Textauszug.
Die zentralen Themen der katholischen Eucharistielehre des Mittelalters und bis zum Zweiten Vatikanischen Konzil sind die wirkliche Gegenwart Christi in den Gestalten von Brot und Wein (Realpräsenz) und die Vergegenwärtigung des Kreuzesopfers Christi in der Messe (Messopfer). In den alten Quellen findet sich nur im Pilgertraktat eine Aussage zur Realpräsenz. Bruder Klaus habe erklärt, die verwandelte Hostie sei "kein natürliches Brot mehr, sondern allein Fleisch und Blut Christi". An der besprochenen Stelle zur geistlichen Kommunion sagt er vom Sakrament nur, dass er davon gestärkt werde. Nirgends spricht Bruder Klaus vom "Messopfer", sehr wohl aber vom Kern dieser theologischen Aussage, nämlich vom Leiden Christi (und seiner Lebenshingabe). Und vom Leiden Christi hat Niklaus nicht nur gesprochen, sondern es betrachtend mitvollzogen.

Aufgaben.
1. Schreib alle Wörter und Wendungen aus dem Textauszug über Bruder Klaus heraus, die dort in runden Klammern stehen.
2. Der Textausschnitt über Bruder Klaus sagt, dass er nirgends vom „Messopfer“ spricht. Warum ist das Thema laut Text bei ihm trotzdem vorhanden?

[Fotobasierte Daten zu Verweisausdrücken]

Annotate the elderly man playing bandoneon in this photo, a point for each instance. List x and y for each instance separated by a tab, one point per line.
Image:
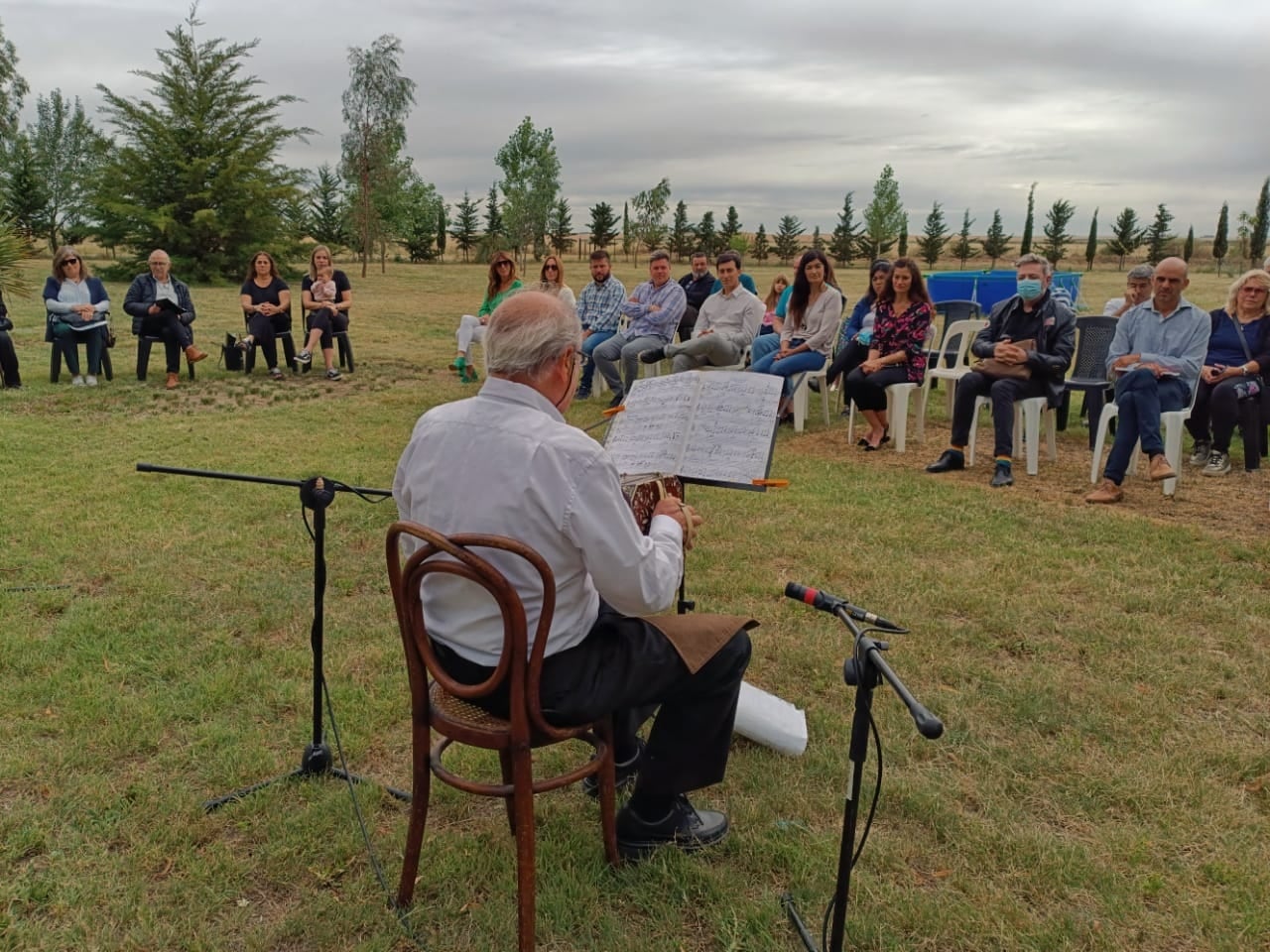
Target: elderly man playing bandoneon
506	462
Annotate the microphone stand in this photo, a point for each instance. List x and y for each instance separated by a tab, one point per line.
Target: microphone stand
316	494
864	670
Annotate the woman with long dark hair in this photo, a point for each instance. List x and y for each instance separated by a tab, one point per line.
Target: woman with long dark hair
897	352
502	282
811	320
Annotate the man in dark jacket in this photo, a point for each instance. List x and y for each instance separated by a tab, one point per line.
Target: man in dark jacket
1032	315
8	356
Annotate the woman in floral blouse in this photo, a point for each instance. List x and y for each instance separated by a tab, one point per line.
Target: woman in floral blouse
897	353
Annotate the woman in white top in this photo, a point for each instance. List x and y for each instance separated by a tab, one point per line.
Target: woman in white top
811	321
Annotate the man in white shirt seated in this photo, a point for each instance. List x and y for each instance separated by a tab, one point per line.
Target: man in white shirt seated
1138	284
725	326
506	462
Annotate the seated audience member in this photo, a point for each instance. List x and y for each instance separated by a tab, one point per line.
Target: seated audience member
811	322
897	349
779	284
1157	352
602	656
599	308
1238	348
856	333
725	326
502	282
73	298
552	281
654	311
1032	331
327	315
1137	290
698	285
8	354
266	301
160	306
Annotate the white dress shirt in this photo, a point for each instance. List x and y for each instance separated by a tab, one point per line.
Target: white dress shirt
506	462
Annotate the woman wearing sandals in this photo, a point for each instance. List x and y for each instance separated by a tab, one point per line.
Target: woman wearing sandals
897	352
267	304
502	282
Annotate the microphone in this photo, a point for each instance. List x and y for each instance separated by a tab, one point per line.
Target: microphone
825	602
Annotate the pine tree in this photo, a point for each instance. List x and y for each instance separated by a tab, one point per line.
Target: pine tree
603	225
935	236
846	235
964	246
1159	236
1260	226
1025	245
463	232
788	238
1222	240
1127	235
996	244
1091	246
761	249
681	232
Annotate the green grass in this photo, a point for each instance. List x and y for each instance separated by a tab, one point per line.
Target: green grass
1103	782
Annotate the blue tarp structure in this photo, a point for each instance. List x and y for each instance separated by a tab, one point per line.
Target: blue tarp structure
988	287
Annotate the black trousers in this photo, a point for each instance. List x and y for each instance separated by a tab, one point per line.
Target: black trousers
9	361
869	390
1003	391
626	667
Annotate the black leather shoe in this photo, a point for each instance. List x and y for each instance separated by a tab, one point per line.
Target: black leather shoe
684	826
626	772
949	460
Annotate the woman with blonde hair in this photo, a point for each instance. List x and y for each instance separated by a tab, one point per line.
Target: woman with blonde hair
76	303
1229	384
502	282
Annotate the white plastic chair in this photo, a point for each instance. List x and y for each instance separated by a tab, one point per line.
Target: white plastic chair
952	375
1171	424
1028	416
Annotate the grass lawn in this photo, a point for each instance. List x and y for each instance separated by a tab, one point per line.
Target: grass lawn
1103	780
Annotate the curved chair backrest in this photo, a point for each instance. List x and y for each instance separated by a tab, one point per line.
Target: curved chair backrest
518	667
1093	341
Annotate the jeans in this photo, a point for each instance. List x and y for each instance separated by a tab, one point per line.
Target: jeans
588	368
1141	398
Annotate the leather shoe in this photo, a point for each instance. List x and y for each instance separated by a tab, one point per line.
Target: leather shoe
683	826
949	460
626	772
1002	476
1106	493
1159	468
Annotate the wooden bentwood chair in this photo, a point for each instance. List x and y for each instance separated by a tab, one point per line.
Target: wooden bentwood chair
443	705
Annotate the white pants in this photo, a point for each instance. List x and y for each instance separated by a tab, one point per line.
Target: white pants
468	329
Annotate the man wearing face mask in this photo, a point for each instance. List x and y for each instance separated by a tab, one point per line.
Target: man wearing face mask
1047	330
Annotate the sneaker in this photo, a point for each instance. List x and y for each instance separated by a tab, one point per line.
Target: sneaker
684	826
626	772
1218	463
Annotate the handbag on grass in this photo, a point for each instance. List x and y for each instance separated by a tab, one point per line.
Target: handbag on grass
997	370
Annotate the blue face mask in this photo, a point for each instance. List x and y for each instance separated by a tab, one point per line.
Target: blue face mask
1030	289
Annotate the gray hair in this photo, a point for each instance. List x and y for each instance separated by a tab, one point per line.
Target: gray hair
527	331
1046	267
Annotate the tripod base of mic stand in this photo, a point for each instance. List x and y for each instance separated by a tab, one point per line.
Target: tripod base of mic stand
317	762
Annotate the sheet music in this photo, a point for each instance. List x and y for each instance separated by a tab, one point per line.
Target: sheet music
730	435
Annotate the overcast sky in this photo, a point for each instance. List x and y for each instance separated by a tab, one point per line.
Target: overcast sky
774	107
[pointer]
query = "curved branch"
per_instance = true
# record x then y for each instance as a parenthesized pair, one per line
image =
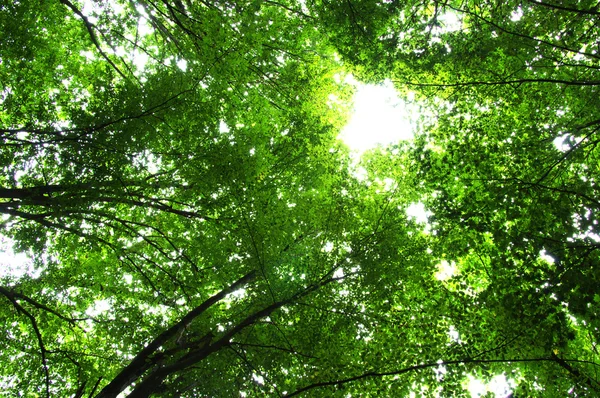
(416, 368)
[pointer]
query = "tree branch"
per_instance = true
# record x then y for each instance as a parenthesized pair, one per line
(143, 361)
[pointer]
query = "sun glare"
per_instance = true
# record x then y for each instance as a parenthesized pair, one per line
(379, 118)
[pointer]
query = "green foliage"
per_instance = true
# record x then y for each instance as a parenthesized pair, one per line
(195, 228)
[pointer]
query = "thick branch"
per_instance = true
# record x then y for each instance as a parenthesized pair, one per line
(155, 379)
(142, 362)
(415, 368)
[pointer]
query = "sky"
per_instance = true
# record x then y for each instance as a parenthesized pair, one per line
(379, 117)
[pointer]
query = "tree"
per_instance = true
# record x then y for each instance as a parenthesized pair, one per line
(196, 229)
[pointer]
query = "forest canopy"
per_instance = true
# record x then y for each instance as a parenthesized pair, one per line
(195, 227)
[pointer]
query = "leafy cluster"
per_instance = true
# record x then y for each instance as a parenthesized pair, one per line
(195, 228)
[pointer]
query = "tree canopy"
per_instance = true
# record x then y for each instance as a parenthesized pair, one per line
(195, 227)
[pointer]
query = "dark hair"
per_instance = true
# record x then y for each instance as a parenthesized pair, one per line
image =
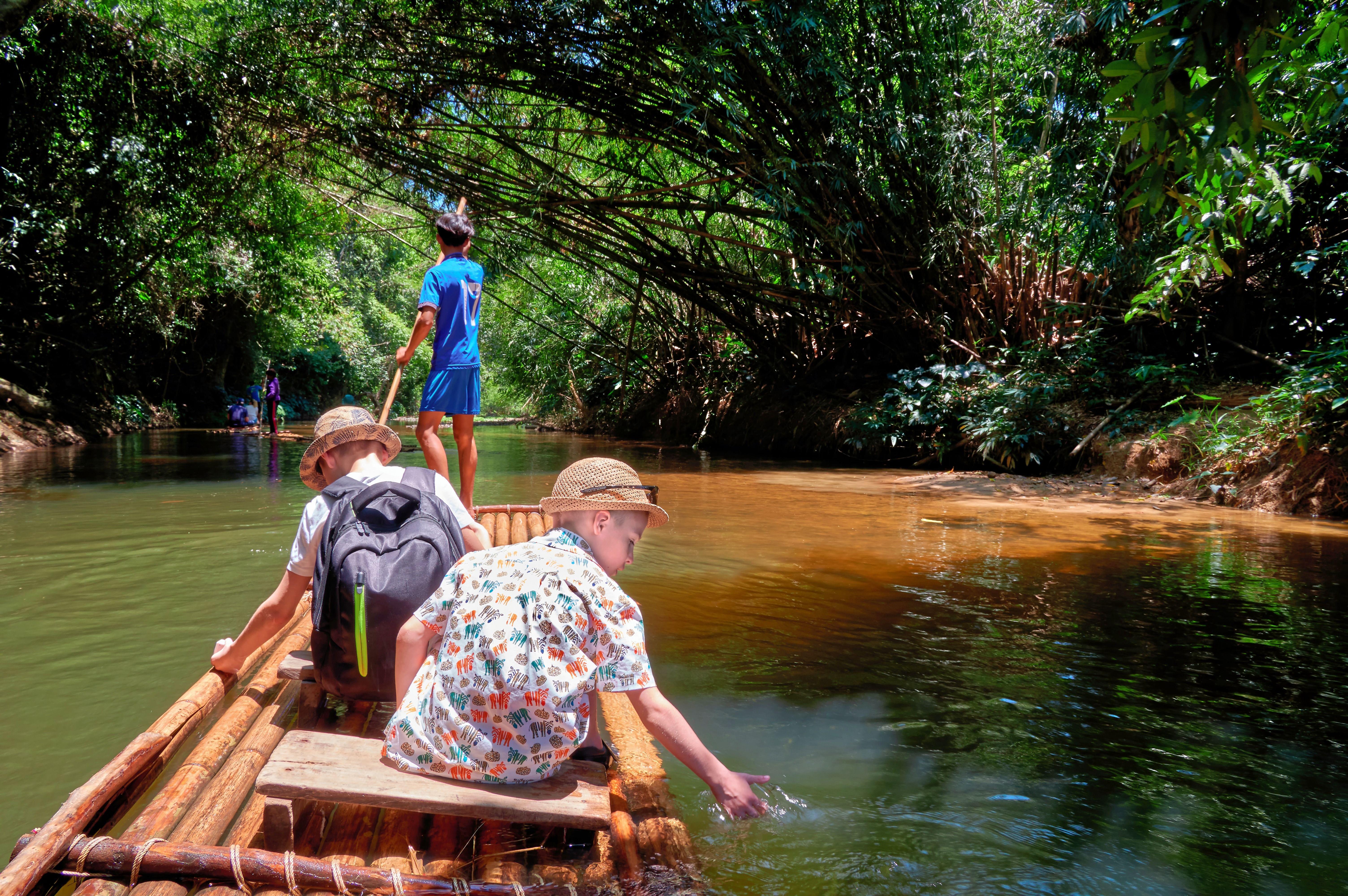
(455, 230)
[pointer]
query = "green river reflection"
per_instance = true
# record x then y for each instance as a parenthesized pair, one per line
(952, 694)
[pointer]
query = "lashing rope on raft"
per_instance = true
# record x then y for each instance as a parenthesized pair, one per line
(239, 874)
(141, 857)
(289, 862)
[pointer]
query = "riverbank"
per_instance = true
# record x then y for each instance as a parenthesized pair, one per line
(30, 432)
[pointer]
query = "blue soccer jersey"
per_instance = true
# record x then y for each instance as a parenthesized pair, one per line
(455, 289)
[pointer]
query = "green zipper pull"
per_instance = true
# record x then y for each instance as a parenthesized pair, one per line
(362, 647)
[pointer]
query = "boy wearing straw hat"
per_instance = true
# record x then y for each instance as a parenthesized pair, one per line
(348, 441)
(501, 666)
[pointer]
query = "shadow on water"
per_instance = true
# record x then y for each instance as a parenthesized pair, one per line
(952, 696)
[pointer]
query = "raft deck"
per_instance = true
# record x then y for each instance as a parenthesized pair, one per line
(214, 798)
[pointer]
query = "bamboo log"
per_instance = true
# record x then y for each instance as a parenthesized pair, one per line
(497, 860)
(400, 840)
(246, 828)
(141, 756)
(449, 851)
(536, 526)
(268, 870)
(623, 832)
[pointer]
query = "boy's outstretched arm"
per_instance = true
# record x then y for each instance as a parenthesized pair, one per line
(269, 619)
(425, 320)
(413, 642)
(730, 789)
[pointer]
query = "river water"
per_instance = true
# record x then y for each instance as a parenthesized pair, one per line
(952, 694)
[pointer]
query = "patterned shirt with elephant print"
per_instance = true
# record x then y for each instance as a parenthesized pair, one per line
(521, 635)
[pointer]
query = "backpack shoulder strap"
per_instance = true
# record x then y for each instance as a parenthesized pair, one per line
(344, 487)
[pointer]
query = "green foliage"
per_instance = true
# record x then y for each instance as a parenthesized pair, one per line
(1309, 406)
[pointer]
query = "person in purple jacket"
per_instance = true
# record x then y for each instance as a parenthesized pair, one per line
(273, 395)
(451, 300)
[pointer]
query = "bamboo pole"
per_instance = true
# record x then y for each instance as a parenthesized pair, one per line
(261, 868)
(400, 840)
(536, 526)
(498, 862)
(208, 818)
(398, 374)
(147, 752)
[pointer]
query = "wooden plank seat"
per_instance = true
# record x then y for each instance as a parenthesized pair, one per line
(340, 769)
(298, 666)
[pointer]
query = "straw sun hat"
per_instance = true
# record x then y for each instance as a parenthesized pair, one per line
(336, 428)
(603, 484)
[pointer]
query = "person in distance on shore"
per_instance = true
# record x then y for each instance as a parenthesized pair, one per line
(348, 441)
(499, 669)
(451, 300)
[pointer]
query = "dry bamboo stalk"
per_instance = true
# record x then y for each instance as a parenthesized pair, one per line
(46, 848)
(599, 872)
(143, 754)
(262, 870)
(211, 814)
(208, 818)
(536, 525)
(494, 867)
(448, 847)
(488, 522)
(400, 832)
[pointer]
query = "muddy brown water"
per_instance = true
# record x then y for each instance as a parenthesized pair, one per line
(954, 693)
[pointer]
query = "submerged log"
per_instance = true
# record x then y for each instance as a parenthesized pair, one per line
(54, 839)
(188, 862)
(499, 863)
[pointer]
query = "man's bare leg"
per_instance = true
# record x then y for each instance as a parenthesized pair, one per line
(467, 457)
(428, 436)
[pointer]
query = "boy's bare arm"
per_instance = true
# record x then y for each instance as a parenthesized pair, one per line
(269, 619)
(730, 789)
(413, 641)
(425, 320)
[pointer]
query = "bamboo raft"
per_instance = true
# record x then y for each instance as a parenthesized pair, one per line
(205, 831)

Antworten.
1. Realpräsenz; Messopfer; und seiner Lebenshingabe

2. Bruder Klaus spricht vom Kern dieser theologischen Aussage, nämlich vom Leiden Christi und seiner Lebenshingabe. Dieses Leiden hat er nicht nur erwähnt, sondern betrachtend mitvollzogen.